### [WHAT TO WORK ON]
Output exactly the lines between the line that contains "Task: pick out every instance of the main" and the last line of the material, counting both.

○ ○ ○ ○ ○

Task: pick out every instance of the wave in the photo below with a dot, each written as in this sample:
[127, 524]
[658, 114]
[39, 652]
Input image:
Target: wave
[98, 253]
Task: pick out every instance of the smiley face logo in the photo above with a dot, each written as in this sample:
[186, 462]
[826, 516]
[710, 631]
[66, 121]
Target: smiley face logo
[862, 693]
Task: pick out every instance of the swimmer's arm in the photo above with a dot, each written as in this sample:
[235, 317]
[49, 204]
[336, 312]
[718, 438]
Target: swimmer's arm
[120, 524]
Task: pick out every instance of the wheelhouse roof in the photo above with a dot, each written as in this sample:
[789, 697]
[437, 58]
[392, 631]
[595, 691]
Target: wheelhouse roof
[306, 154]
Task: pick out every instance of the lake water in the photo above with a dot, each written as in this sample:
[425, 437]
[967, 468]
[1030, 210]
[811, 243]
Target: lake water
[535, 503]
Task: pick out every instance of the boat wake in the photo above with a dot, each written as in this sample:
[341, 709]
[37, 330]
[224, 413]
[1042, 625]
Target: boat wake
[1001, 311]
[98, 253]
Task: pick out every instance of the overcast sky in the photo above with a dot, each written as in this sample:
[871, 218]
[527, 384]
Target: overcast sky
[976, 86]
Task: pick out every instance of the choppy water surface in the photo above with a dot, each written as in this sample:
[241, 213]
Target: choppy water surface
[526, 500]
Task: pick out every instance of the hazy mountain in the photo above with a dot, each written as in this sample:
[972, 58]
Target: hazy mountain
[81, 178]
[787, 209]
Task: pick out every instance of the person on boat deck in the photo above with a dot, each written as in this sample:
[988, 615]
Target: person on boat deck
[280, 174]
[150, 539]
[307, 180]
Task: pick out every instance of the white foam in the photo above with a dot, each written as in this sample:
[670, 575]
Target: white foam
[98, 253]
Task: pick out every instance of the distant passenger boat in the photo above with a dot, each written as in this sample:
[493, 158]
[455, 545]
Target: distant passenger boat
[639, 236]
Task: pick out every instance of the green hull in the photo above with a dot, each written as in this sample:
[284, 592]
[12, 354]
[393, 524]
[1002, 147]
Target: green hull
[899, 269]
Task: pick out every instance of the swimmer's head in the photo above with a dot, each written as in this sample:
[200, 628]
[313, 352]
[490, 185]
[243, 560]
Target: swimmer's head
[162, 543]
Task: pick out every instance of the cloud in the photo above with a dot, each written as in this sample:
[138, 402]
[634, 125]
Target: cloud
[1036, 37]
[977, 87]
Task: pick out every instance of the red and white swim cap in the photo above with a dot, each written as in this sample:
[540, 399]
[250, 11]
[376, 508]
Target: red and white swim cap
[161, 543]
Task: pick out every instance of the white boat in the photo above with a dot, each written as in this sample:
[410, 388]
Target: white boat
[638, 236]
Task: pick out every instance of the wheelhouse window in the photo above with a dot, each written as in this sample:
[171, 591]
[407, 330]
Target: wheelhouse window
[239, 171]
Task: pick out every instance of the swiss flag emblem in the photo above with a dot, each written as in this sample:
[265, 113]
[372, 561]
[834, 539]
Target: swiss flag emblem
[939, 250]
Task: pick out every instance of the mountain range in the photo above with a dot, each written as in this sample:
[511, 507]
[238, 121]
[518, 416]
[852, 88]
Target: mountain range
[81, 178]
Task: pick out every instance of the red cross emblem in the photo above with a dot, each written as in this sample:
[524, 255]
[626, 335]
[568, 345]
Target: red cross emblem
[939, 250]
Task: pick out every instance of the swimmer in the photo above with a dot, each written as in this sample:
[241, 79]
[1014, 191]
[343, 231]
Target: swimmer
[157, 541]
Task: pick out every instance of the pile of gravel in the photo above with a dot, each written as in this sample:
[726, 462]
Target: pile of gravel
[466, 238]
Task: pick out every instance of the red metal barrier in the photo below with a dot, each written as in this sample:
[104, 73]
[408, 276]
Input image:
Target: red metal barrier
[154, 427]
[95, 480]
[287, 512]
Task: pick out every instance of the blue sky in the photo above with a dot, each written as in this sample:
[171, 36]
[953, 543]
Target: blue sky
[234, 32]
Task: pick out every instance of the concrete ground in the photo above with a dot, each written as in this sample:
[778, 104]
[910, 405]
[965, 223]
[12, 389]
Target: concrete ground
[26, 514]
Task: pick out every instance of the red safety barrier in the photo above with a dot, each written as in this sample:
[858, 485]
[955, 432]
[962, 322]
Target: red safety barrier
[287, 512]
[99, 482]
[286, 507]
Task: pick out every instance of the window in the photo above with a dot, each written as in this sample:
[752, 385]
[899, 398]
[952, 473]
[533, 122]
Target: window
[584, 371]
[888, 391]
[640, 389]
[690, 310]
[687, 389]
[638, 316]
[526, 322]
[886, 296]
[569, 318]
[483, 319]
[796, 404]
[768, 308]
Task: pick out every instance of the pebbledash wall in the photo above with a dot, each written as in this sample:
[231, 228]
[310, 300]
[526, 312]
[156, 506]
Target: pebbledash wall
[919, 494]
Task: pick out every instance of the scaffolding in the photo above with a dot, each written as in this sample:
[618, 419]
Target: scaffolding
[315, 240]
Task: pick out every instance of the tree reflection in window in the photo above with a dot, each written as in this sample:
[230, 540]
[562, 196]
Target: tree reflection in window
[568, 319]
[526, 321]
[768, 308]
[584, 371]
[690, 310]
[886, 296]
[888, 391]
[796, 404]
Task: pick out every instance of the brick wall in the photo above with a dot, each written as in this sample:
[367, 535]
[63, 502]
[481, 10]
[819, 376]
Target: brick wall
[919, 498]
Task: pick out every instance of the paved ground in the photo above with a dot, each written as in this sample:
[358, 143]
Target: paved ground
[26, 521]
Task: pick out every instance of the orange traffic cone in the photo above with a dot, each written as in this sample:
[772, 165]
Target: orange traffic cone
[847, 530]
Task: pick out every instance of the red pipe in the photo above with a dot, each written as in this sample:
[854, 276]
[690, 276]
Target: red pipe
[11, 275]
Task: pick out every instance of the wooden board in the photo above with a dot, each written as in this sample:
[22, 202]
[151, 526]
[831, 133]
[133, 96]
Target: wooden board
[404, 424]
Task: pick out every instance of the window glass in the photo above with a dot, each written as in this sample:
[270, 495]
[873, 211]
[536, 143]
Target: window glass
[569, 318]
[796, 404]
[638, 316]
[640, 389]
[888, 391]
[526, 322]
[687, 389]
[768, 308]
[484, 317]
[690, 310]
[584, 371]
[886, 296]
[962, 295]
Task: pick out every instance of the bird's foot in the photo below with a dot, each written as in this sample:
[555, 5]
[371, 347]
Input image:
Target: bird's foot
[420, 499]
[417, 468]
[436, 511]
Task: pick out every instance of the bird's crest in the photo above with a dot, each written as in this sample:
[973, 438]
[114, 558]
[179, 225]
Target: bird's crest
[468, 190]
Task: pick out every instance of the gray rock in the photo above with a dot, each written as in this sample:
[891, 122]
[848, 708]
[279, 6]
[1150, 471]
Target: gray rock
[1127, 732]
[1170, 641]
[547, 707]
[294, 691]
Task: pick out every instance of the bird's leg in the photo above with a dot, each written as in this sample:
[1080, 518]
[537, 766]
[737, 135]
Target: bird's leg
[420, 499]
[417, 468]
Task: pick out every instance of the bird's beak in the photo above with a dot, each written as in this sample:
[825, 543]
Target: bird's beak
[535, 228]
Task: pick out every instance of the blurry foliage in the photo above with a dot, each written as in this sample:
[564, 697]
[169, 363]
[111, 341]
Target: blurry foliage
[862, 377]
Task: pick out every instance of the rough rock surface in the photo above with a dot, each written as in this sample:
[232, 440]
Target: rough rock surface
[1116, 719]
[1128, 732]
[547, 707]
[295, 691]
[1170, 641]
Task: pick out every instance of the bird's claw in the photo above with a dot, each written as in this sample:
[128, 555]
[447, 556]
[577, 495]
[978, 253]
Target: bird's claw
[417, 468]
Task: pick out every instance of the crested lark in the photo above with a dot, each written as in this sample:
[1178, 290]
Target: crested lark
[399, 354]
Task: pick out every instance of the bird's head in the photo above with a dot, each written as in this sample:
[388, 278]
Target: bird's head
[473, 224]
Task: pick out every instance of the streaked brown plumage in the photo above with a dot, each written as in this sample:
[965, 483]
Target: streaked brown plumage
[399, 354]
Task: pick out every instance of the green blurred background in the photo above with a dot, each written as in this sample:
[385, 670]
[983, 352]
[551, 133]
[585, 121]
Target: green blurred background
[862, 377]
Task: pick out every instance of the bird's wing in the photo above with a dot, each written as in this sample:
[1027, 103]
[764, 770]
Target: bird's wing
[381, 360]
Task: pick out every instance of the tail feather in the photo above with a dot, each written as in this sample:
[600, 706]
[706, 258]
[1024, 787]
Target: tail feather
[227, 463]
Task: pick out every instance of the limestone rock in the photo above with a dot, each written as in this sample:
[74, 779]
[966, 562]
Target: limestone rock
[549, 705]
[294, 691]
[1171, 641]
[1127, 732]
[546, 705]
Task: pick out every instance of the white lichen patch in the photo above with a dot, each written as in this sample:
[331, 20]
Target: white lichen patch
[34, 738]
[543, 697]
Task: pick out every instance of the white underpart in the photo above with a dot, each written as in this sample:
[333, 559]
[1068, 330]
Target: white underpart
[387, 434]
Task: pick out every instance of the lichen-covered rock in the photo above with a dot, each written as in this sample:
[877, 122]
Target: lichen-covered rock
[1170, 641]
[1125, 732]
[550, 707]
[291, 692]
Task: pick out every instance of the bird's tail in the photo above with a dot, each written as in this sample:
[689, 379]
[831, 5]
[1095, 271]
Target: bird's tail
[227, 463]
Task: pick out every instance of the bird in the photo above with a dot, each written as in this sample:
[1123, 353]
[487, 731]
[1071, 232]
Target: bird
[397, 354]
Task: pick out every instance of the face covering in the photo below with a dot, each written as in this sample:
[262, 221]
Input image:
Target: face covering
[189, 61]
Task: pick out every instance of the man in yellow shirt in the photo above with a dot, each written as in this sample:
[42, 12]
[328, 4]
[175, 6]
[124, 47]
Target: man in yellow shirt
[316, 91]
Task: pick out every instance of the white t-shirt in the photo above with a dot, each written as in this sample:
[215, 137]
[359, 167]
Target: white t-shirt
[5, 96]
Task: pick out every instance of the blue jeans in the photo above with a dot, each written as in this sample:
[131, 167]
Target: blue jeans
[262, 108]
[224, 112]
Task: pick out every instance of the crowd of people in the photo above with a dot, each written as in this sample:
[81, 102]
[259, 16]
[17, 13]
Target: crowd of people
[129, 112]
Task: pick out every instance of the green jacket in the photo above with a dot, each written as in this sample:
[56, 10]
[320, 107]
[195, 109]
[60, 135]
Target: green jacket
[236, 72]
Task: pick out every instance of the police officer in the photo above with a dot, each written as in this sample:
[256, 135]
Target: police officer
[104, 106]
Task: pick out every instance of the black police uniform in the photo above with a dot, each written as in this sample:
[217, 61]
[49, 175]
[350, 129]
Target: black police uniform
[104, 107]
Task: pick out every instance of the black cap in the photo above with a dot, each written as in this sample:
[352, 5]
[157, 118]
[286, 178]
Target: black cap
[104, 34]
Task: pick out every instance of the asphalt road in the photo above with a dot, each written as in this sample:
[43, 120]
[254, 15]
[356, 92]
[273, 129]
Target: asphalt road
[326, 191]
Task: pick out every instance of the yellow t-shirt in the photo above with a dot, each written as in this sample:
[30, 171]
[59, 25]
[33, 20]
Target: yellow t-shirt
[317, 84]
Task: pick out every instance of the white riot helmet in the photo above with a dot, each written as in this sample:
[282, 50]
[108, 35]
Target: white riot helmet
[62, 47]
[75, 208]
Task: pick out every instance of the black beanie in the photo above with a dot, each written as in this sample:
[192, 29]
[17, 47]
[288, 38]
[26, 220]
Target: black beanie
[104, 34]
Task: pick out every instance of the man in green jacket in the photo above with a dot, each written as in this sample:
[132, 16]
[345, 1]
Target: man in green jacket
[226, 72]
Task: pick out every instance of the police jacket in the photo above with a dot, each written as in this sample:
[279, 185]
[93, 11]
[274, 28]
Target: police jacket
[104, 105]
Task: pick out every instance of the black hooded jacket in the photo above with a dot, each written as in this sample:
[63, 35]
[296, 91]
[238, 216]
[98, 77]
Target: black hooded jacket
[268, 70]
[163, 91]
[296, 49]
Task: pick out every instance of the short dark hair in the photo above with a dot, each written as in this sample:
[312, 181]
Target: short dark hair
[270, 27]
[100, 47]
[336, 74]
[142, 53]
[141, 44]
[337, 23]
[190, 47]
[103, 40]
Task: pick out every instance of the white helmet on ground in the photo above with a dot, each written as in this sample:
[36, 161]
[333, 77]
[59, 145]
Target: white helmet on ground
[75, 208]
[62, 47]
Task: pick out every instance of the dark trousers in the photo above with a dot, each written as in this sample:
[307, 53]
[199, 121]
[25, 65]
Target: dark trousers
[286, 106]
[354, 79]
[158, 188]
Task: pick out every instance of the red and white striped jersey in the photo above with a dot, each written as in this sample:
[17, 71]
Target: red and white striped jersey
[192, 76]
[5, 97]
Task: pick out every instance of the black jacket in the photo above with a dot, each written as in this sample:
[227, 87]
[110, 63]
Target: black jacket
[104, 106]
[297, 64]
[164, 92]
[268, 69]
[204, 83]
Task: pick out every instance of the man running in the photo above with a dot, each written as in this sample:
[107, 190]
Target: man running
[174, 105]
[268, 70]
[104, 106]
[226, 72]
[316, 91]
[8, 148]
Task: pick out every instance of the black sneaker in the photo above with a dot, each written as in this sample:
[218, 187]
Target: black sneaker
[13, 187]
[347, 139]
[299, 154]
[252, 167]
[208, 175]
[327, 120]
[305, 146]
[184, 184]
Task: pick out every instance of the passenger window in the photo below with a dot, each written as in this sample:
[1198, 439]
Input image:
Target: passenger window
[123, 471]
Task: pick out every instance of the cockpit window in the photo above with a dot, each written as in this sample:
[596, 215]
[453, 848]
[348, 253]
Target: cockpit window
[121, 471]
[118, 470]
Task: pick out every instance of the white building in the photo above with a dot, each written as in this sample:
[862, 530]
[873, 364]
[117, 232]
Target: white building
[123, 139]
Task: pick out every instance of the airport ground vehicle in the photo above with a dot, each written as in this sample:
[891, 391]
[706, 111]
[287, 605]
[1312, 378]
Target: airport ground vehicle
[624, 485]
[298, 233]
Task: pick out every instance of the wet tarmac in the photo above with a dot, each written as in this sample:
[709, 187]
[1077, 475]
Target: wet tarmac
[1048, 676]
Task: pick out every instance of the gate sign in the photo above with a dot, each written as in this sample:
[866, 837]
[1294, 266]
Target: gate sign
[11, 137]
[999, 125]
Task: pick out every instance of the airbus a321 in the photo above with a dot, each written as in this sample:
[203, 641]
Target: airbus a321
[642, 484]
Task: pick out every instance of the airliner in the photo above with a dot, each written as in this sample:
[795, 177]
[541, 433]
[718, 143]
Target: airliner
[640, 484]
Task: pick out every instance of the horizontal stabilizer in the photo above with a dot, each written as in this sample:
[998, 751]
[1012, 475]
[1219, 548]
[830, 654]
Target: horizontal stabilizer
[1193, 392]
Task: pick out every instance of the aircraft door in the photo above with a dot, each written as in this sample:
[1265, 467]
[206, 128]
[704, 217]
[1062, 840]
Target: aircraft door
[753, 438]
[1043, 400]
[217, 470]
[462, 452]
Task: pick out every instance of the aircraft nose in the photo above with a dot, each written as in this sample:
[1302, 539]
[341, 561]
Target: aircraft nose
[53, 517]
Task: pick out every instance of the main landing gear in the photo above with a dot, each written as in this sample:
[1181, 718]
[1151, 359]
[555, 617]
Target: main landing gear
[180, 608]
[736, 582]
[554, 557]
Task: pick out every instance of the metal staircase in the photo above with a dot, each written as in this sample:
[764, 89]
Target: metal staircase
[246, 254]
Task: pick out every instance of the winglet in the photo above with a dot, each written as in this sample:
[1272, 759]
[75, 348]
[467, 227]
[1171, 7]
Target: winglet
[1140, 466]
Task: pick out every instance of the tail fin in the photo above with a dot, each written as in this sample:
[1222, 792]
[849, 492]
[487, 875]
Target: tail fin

○ ○ ○ ○ ○

### [ANSWER IN FULL]
Task: pick out every instance of the main landing gear in the photo above with a dot, each written as in this sample:
[1181, 718]
[1151, 359]
[555, 617]
Target: main landing gear
[180, 608]
[736, 582]
[554, 557]
Task: pick out every instance of the metal staircase in the photo above with a dot, each written as in this sample:
[764, 89]
Target: metal staircase
[246, 254]
Task: pick out every instance of the winglet in the photo above with a dot, each written as in this sample:
[1272, 759]
[75, 348]
[467, 227]
[1171, 7]
Target: winglet
[1140, 466]
Task: pick out every instance of the tail fin in the photo above with a dot, each written as in this sample:
[1222, 792]
[849, 492]
[487, 875]
Target: tail fin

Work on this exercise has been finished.